Job: Put every line of the records below into a Markdown table with two columns, Row and Line. Number the rows and leave out any blank lines.

--*--

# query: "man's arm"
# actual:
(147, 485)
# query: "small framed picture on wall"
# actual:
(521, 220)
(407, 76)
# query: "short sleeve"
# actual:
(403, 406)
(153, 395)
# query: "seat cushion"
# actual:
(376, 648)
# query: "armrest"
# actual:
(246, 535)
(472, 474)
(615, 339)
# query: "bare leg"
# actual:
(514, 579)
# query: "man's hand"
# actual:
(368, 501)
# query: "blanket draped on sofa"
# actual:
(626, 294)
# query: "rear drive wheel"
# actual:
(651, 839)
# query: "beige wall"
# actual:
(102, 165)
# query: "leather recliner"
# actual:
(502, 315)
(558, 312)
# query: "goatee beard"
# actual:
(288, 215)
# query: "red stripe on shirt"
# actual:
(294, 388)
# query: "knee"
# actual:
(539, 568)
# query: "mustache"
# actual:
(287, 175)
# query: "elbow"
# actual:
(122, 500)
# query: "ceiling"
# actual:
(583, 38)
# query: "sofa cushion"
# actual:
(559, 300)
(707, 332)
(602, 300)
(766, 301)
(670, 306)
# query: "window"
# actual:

--*--

Result of the exercise:
| Row | Line |
|---|---|
| 1 | # query: "man's arm" |
| 2 | # actual: |
| 3 | (147, 485) |
| 4 | # query: "small framed picture on wall" |
| 5 | # actual: |
| 6 | (521, 220) |
| 7 | (407, 76) |
| 8 | # query: "short sleeve" |
| 9 | # actual: |
| 10 | (403, 406) |
| 11 | (153, 395) |
| 12 | # query: "seat cushion" |
| 13 | # actual: |
| 14 | (376, 648) |
| 15 | # query: "armrest" |
| 16 | # actual: |
| 17 | (246, 535) |
| 18 | (472, 474) |
| 19 | (615, 339) |
| 20 | # query: "bare leg" |
| 21 | # actual: |
| 22 | (514, 579) |
| 23 | # query: "man's hand" |
| 24 | # actual: |
| 25 | (368, 501) |
| 26 | # query: "blanket draped on sofa" |
| 27 | # actual: |
| 28 | (626, 294) |
| 29 | # query: "rear drive wheel" |
| 30 | # actual: |
| 31 | (651, 839) |
| 32 | # query: "beige wall" |
| 33 | # actual: |
| 34 | (102, 165) |
| 35 | # query: "leather recliner" |
| 36 | # actual: |
| 37 | (502, 315) |
| 38 | (558, 312) |
| 39 | # query: "goatee beard" |
| 40 | # actual: |
| 41 | (288, 215) |
| 42 | # query: "red stripe on shirt" |
| 43 | # actual: |
| 44 | (294, 388) |
| 45 | # query: "knee" |
| 46 | # actual: |
| 47 | (539, 568) |
| 48 | # query: "mustache" |
| 49 | # actual: |
| 50 | (287, 175) |
| 51 | # query: "elbow" |
| 52 | # actual: |
| 53 | (122, 500) |
| 54 | # query: "ceiling" |
| 55 | # actual: |
| 56 | (583, 38) |
| 57 | # query: "sofa cushion" |
| 58 | # actual: |
| 59 | (559, 300) |
| 60 | (707, 332) |
| 61 | (602, 300) |
| 62 | (766, 301) |
| 63 | (670, 306) |
| 64 | # query: "window" |
| 65 | # actual: |